### Source passage

4. (New section) a. A public employer shall not encourage negotiations unit members to resign or relinquish membership in an exclusive representative employee organization and shall not encourage negotiations unit members to revoke authorization of the deduction of fees to an exclusive representative employee organization.
b. A public employer shall not encourage or discourage an employee from joining, forming or assisting an employee organization.
c. A public employer that violates any provision of subsection a. or b. of this section shall be regarded as having engaged in an unfair practice in violation of subsection a. of section 1 of P.L.1974, c.123 (C.34:13A-5.4), and, upon a finding that the violation has occurred, the Public Employment Relations Commission, in addition to implementing any other remedies authorized by that section, shall order the public employer to make whole the exclusive representative employee organization for any losses suffered by the organization as a result of the public employer’s unlawful conduct and any other remedial relief deemed appropriate.
5. (New section) a. All regular full-time and part-time employees of the public employer who perform negotiations unit work shall be included in the negotiations unit represented by the exclusive representative employee organization.
b. Negotiations unit work means work that is performed by any employees who are included in a negotiations unit represented by an exclusive representative employee organization without regard to job title, job classification or number of hours worked, except that employees who are confidential employees or managerial executives, as those terms are defined by section 1 of P.L.1941, c.100 (C.34:13A-3), or elected officials, members of boards and commissions, or casual employees, may be excluded from the negotiations unit. Casual employees are employees who work an average of fewer than four hours per week over a period of 90 calendar days.

### Exercise data
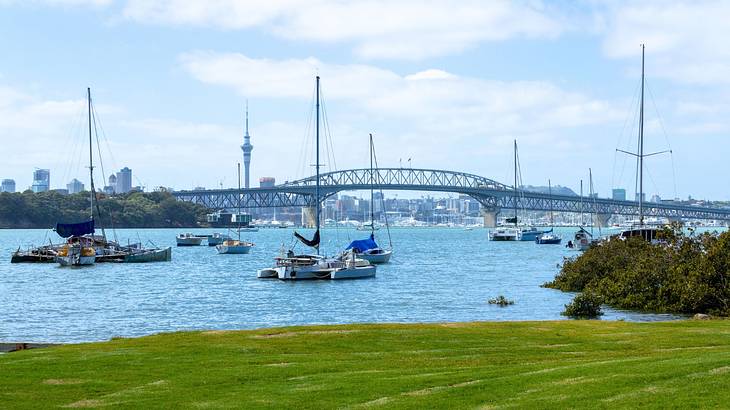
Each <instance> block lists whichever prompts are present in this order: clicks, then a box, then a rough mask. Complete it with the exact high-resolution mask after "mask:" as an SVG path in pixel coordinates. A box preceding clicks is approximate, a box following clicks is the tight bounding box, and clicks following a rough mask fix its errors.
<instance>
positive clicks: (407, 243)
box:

### Exercise requirements
Continue the public-employee bargaining law passage from its last sentence, writing the next part in the same statutory style.

### Solved exercise
c. Employees who are performing negotiations unit work and who are not included in a negotiations unit because they did not meet the threshold of hours or percent of time worked as set forth in a certification of representative, recognition clause or other provision in a collective negotiations agreement, shall be included in the negotiations unit by operation of this act, within 90 calendar days from the effective date of this act.
d. The Public Employment Relations Commission shall promulgate rules to implement this section, including rules to resolve disputes over the inclusion of employees performing negotiations unit work in the appropriate negotiations unit. The rules promulgated by the commission shall provide for the resolution of disputes that arise under this section, within 60 calendar days from the submission of the dispute to the commission by either the exclusive representative employee organization or the public employer.
6. Section 1 of P.L.1967, c.310 (C.52:14-15.9e) is amended to read as follows:
1. Whenever any person holding employment, whose compensation is paid by this State or by any county, municipality, board of education or authority in this State, or by any board, body, agency or commission thereof shall indicate in writing, including by electronic communications, and which writing or communication may be evidenced by the electronic signature of the employee, as the term electronic signature is defined in section 2 of P.L.2001, c.116, (C.12A:12-2), to the proper disbursing officer his desire to have any deductions made from his compensation, for the purpose of paying the employee's dues to a bona fide employee organization, designated by the employee in such request, and of which said employee is a member, such disbursing officer shall make such deduction from the compensation of such person and such disbursing officer shall transmit the sum so deducted to the employee organization designated by the employee in such request.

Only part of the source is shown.